Steve Johnson on "The Doom that Came to Necropolis", for Luna

This is one of those intros that just lent itself to Rod Serling.



Don't believe me?



Ahem




Necropolis is a small town, complete with small town values and small town myths. Unbeknownst to them, their doom is about to arrive, riding a motorcycle, clad in a leather jacket and armed with the weapons of science. His mission is simple, but about to trigger a war that can only be waged in … the Lunar zone.

See what I mean?






Steve Johnson on "The Doom that Came to Necropolis"


“Necropolis” came about when I was working on prose styles, which should more honestly be called slavishly copying E.E. “Doc” Smith. His Lensmen are super-competent, with more options and resources than your average superhero, so they don’t spend a lot of time tracking down purse snatchers. I needed an enemy, and who’s better than Cthulhu?



This led to “what would a story in which a Lensman went up against Cthulhu sound like?” Both Lovecraft and Smith used complex sentences with many dependent clauses, a wide vocabulary, and even similar simile-stacking compound-comparison stupendously starkly adjectivial exaggerations! So I was able to work out a pretty dead-on combination of their styles.



That was more important to me, actually, then who was in it or what happened! Bruce Glassco, a fellow Clarionite who created the game “Betrayal at the House on the Hill”, suggested a typically hapless Lovecraft protagonist to play up the contrast, and boy did that help. Most of the story is Monk-and-Ham, Remo-and-Chuin bickering and banter, until the plot literally kicks in the door and makes them stop.



I’m still in love with the idea, by the way. I recently debuted the first chapter of a novella pitting a Doc Savage imitation against a very close copy of Cthulhu, without quite giving copyright lawyers any reason to salivate in anticipation.  Now the clear-eyed hero has a coterie of friends to help him, and a significantly bigger threat to deal with. If it works, expect a whole series of Space Men vs. the Great Old Ones stories, each bigger, more over-the-top, and more fun than the last. It would be nice to have a pulp formula like Doc Savage did, to keep the series going forever, but the big question for me in any series concept is “can you top this?”

● **STATED GOAL A**
Locate each line of the entries that contains the string "peak", and copy those lines.
The entries have no connection to the essay.

● **PROVIDED DATA**
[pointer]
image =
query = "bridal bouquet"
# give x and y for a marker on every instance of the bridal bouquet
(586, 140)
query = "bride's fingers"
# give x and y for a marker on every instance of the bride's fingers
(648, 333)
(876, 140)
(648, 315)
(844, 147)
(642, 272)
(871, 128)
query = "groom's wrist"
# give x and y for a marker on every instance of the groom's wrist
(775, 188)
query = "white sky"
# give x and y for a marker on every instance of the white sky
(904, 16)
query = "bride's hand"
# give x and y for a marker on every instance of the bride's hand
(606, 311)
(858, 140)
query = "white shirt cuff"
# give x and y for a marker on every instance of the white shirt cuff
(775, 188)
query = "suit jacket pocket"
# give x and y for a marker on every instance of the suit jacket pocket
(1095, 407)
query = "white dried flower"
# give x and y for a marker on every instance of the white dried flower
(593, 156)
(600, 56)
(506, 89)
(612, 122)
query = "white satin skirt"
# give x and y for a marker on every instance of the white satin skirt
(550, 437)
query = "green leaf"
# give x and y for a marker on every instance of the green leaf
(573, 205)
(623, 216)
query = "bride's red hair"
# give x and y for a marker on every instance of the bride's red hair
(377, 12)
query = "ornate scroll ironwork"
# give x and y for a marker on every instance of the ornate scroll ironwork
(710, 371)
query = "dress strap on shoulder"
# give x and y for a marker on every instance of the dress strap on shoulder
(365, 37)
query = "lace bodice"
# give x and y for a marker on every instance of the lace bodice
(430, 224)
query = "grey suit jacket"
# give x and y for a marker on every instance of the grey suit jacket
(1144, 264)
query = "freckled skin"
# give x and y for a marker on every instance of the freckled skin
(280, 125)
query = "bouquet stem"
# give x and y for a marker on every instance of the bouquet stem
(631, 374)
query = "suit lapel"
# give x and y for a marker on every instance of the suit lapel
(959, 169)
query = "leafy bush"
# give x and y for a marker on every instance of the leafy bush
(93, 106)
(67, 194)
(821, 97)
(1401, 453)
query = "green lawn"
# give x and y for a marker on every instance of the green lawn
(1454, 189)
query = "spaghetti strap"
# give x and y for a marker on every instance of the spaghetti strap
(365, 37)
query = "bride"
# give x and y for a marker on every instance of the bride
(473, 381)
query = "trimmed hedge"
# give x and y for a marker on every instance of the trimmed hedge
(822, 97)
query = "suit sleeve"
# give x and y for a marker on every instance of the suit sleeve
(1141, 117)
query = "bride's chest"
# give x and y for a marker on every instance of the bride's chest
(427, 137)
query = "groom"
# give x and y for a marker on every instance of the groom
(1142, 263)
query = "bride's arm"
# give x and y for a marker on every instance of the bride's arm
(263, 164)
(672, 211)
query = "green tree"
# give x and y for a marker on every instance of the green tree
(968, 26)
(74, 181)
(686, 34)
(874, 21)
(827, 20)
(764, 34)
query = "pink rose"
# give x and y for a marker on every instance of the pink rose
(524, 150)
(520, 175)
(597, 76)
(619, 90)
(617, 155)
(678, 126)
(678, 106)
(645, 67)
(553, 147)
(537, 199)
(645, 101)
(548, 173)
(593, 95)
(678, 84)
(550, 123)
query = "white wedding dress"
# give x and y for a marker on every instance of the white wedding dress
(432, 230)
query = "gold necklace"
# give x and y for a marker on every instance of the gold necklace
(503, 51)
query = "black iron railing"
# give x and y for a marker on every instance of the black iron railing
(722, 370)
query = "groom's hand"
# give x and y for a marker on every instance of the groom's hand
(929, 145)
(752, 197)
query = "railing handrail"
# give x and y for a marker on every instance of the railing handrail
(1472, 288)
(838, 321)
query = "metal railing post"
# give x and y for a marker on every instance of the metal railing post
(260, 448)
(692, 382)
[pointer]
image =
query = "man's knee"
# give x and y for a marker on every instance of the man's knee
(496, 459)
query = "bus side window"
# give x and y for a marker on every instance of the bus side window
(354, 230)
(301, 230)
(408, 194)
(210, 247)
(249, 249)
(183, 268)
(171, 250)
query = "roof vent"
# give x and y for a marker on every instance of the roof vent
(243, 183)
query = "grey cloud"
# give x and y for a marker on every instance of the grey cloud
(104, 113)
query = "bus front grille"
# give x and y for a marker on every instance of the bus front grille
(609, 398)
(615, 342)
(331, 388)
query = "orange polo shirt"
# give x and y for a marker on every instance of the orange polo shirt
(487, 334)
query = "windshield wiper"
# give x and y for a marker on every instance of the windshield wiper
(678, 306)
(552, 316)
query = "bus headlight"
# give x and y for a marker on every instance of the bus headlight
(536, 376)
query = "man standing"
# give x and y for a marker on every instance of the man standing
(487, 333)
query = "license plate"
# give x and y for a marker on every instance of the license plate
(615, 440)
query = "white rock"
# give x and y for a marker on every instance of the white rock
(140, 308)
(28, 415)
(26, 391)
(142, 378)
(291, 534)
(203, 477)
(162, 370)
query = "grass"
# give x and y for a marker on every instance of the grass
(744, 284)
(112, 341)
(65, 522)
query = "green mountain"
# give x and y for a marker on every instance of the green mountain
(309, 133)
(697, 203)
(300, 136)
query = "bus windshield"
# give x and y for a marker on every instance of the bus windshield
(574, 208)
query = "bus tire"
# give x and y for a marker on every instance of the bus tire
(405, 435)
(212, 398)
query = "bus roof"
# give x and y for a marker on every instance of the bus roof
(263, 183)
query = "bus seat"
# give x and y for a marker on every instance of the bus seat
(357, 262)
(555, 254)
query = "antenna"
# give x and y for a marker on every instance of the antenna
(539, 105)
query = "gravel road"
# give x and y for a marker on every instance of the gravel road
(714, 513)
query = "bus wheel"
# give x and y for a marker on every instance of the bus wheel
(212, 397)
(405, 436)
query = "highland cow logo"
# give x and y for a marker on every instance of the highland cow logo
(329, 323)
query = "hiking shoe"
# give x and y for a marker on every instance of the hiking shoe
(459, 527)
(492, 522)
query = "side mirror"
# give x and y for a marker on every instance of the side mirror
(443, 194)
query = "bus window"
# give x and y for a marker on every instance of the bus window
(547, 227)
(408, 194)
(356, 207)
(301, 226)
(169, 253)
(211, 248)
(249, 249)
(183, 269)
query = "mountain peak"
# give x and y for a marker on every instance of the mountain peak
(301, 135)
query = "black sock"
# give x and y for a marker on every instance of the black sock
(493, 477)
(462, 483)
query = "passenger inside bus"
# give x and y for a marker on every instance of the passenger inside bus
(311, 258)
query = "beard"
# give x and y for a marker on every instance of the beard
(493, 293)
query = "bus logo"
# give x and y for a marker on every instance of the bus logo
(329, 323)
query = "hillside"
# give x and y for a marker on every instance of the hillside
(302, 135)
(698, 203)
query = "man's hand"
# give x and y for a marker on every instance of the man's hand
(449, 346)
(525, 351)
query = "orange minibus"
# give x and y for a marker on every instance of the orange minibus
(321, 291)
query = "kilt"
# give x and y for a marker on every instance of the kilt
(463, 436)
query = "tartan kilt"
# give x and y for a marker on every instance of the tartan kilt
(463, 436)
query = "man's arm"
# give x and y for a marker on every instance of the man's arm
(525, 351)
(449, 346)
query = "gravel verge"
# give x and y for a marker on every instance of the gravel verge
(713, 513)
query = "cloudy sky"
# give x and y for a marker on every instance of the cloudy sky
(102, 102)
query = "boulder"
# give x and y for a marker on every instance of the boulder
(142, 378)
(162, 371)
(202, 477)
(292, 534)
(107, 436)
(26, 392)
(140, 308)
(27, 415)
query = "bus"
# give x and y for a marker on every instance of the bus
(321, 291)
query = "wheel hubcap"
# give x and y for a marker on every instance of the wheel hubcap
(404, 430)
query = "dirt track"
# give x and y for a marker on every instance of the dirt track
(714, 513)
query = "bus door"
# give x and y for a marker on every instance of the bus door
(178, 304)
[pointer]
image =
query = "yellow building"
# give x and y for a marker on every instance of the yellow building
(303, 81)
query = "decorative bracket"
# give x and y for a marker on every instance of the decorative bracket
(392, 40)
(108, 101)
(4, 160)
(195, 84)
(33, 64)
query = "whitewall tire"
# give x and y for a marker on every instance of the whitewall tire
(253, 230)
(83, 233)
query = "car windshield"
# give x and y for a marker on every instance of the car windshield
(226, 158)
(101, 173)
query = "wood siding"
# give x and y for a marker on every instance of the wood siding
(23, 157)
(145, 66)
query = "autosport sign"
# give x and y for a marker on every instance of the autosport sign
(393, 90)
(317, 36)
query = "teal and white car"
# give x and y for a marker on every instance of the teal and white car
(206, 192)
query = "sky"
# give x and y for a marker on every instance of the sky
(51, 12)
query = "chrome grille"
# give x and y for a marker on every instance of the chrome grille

● **STATED GOAL B**
In the essay on "The Doom that Came to Necropolis," who suggested using a typically hapless Lovecraft protagonist?

● **CORRECT OUTPUT A**
query = "mountain peak"
# give x and y for a marker on every instance of the mountain peak

● **CORRECT OUTPUT B**
Bruce Glassco, a fellow Clarionite.